WORK INSTRUCTIONS: Please report every line in the records below that contains the word "chicken". Copy each such line in full.

MATERIAL FOR THE TASK:
[start]

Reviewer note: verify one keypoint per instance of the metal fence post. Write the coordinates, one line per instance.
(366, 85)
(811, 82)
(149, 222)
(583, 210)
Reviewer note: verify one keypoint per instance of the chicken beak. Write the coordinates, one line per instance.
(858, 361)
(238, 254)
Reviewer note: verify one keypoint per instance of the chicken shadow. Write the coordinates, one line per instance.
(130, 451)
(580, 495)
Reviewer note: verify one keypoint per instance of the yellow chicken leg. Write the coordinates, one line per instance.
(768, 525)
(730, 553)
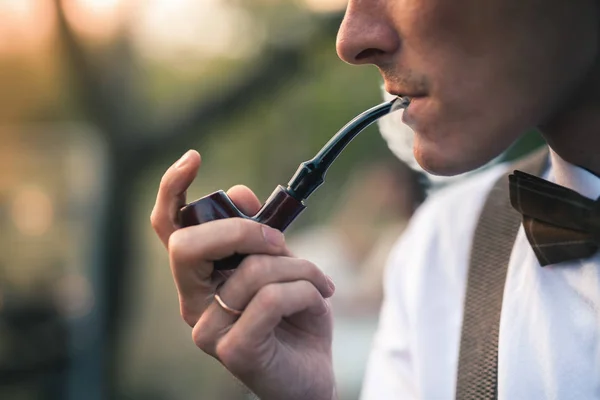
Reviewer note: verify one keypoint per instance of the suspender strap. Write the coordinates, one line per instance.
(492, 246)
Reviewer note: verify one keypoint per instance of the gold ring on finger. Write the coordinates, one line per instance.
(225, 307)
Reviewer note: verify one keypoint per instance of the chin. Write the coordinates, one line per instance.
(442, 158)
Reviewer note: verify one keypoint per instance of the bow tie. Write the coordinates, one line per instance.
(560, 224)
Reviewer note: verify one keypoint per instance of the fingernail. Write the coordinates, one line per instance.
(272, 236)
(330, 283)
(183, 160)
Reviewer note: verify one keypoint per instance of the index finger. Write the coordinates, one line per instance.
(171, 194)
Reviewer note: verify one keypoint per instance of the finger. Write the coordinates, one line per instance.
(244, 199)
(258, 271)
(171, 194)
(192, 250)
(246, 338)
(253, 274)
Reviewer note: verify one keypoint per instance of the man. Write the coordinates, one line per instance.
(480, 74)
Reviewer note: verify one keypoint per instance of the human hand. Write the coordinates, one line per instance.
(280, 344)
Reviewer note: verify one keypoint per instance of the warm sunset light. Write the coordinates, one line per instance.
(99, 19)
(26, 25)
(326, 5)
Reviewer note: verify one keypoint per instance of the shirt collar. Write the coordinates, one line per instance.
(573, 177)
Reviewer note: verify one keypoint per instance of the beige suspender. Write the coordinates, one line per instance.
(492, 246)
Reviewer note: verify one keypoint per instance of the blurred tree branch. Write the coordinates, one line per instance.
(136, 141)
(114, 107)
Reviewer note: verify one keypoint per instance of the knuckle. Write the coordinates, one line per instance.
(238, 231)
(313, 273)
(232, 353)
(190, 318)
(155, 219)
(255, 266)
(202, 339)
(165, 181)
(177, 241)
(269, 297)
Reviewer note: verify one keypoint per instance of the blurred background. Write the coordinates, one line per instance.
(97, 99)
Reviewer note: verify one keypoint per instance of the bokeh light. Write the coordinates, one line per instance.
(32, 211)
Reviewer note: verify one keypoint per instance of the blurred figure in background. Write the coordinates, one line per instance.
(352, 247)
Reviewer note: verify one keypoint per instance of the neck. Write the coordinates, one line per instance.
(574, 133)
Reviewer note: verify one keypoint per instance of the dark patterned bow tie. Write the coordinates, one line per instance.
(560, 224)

[end]
[start]

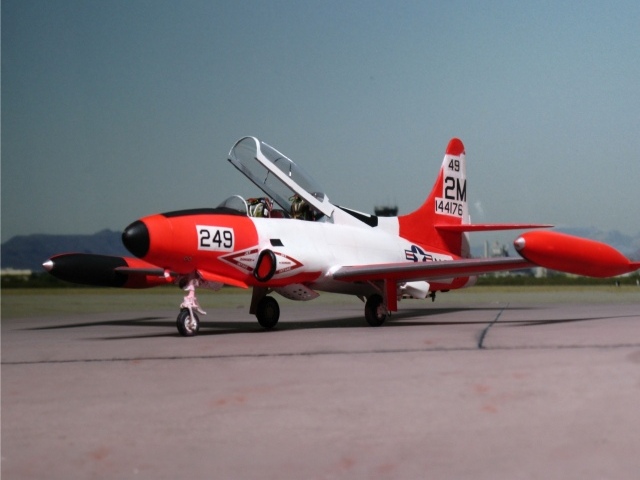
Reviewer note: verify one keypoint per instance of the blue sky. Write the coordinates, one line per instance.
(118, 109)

[end]
[start]

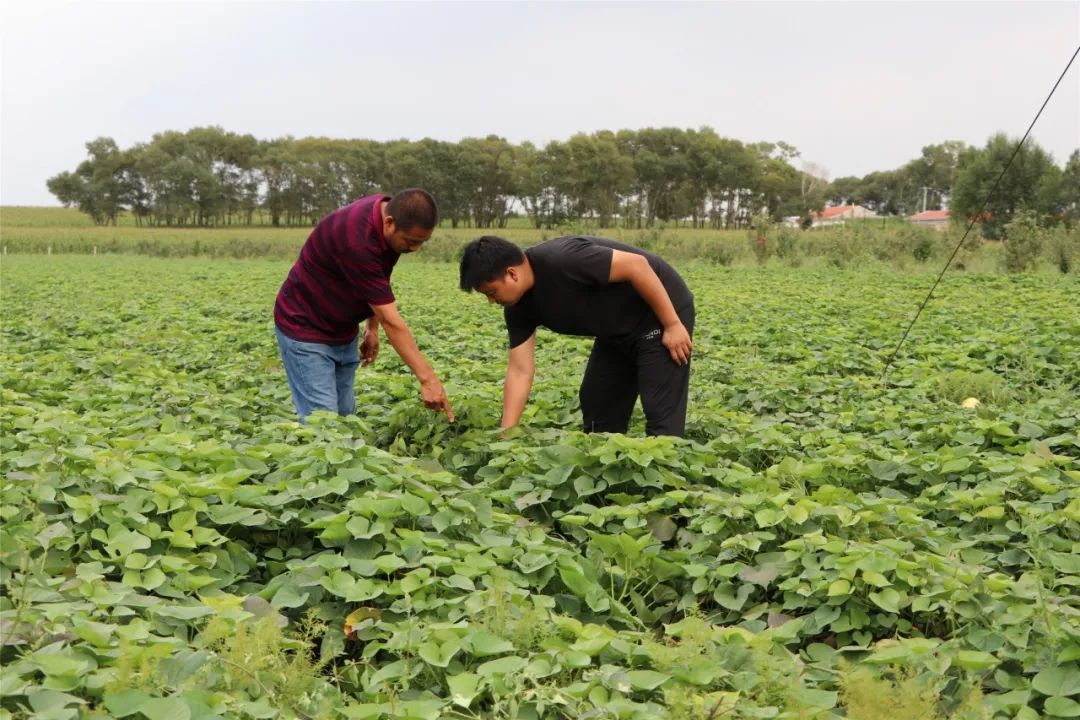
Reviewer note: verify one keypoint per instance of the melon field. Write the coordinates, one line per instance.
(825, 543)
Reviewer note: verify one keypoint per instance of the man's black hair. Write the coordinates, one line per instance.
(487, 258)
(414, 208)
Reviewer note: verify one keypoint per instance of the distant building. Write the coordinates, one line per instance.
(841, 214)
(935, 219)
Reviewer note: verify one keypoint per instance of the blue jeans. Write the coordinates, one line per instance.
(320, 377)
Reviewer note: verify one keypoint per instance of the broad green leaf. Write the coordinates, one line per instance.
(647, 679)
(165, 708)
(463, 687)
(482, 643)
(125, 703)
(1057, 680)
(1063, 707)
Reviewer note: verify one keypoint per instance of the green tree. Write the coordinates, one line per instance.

[end]

FULL ANSWER:
Reviewer note: verify one keypoint per instance of the chicken beak. Write the coordinates, one line per instance.
Reviewer note: verify one keypoint per instance of the chicken shadow. Write the coordinates, one line per instance.
Reviewer note: verify one keypoint per instance of the yellow chicken leg. Write the coordinates, one line per instance.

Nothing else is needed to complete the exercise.